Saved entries
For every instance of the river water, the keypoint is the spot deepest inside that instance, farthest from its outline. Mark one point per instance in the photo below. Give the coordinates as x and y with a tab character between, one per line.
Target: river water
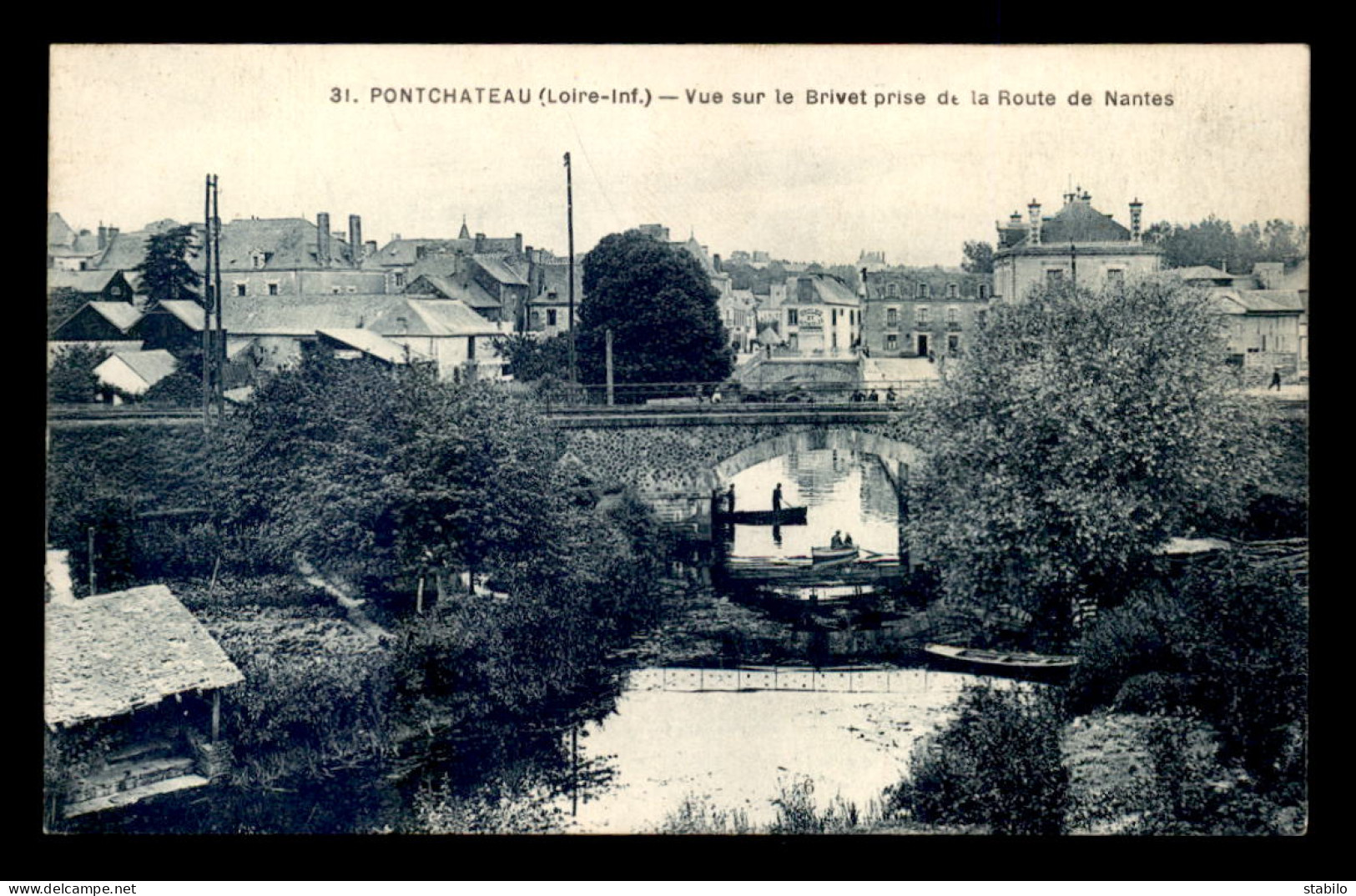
738	750
844	491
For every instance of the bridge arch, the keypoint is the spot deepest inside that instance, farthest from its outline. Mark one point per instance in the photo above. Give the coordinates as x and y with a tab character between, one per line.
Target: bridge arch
839	438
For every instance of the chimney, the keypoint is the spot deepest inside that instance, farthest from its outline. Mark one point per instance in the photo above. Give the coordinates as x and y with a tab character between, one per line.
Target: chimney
323	239
1034	214
355	239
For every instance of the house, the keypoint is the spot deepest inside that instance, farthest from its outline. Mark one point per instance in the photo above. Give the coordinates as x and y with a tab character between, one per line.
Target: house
922	312
456	338
1077	244
68	249
351	343
93	286
175	325
98	321
136	372
819	316
132	700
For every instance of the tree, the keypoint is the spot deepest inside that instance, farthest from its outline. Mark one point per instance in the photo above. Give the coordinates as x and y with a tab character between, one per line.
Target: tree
71	377
661	308
166	274
1081	433
980	258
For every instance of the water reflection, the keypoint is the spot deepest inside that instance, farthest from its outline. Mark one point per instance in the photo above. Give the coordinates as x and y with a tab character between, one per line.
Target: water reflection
844	491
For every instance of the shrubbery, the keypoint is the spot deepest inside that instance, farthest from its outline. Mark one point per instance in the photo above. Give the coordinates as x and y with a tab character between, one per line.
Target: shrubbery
998	763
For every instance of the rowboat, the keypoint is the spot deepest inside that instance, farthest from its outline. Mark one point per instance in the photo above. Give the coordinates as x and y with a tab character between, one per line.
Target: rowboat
1002	659
833	555
784	516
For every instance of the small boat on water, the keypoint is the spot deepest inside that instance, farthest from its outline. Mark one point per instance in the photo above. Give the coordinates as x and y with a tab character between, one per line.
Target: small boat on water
784	516
833	555
1015	661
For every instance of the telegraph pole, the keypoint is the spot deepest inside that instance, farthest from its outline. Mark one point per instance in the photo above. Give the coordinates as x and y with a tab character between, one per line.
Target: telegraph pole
208	304
570	224
216	270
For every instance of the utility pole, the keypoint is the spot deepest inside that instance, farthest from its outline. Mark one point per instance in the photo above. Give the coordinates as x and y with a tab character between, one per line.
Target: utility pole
609	368
208	304
570	224
216	270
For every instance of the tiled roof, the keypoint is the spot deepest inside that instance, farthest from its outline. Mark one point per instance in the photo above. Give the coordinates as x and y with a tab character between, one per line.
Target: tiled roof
152	366
80	281
501	269
431	318
186	310
113	653
121	315
1258	301
371	343
301	315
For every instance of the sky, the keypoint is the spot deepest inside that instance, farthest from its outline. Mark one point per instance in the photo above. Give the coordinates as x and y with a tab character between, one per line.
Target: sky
134	128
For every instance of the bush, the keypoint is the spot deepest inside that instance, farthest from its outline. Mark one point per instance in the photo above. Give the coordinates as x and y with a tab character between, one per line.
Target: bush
998	763
1238	632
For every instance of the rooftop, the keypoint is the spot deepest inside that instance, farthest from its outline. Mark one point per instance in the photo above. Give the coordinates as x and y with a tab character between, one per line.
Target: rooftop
117	652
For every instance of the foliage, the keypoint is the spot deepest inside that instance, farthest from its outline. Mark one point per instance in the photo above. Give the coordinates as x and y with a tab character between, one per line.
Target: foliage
980	258
1215	243
63	303
998	763
1081	433
1226	642
662	310
166	274
532	358
71	379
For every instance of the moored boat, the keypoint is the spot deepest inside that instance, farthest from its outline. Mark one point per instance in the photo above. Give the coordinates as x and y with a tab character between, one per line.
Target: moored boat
784	516
1015	661
833	555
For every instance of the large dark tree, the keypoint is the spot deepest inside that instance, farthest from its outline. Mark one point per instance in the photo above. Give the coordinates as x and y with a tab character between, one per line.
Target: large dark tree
166	274
1081	433
661	307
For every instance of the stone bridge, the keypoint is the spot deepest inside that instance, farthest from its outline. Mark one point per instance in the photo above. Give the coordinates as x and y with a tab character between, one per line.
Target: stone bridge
674	460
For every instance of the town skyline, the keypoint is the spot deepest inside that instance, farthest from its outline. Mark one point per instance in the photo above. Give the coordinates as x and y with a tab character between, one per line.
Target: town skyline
804	184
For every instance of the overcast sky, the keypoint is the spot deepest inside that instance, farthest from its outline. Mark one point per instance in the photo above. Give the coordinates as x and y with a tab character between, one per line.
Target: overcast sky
136	128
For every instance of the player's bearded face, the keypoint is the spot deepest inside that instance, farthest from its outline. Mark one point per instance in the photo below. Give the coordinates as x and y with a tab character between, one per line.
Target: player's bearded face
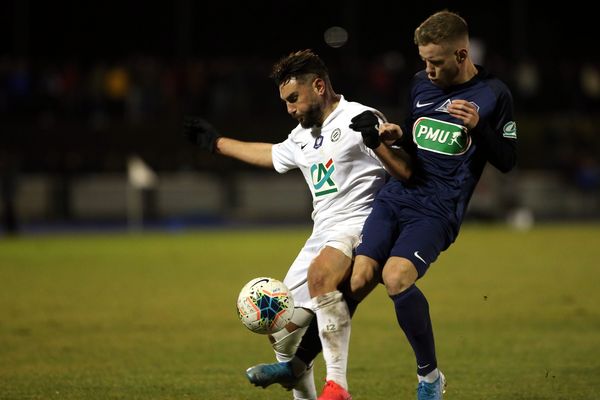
302	103
440	64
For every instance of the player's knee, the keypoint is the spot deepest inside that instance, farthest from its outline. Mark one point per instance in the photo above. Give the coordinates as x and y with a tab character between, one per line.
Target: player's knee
322	279
364	277
399	275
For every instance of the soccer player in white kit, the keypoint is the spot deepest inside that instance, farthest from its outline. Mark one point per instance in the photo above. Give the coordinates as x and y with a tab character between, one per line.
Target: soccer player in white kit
343	175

> [Goal of the exercise]: Your task is to set down exactly the lines that run from the line holding "For every instance of the overcast" through the close of the entries, including both ends. Pictures stay out.

> [Response]:
For every instance of the overcast sky, the keypoint is the spot deepest inside that instance, farthest from its outline. Mark one point per instance in the photo above. Give the coordinates as x and y with a tab character between, one per line.
Target: overcast sky
136	128
For every instance of the player's bearded face, the keypoint is the spot deepest inside that instance, farthest from its outline. Mark one point per instance in the photo below. Give the coordinates as x and y with a tab character between, one per line.
Target: player's bearded face
302	103
440	64
For every instance of the player's knee, the keypoint is the spot deepest inside that instance, farthest from its outline. Mark one point per instance in the photo above. Give the coordinates as x and y with a tab character between, one per line.
Target: player's knee
322	279
364	277
399	275
For every instance of the soccer player in white kit, the keypoint is the spot deepest inside that instance, farthest from its outline. Mark one point per instance in the photo above. Give the coordinates as x and y with a tab character between, one per line.
Target: soccer player in white kit
343	175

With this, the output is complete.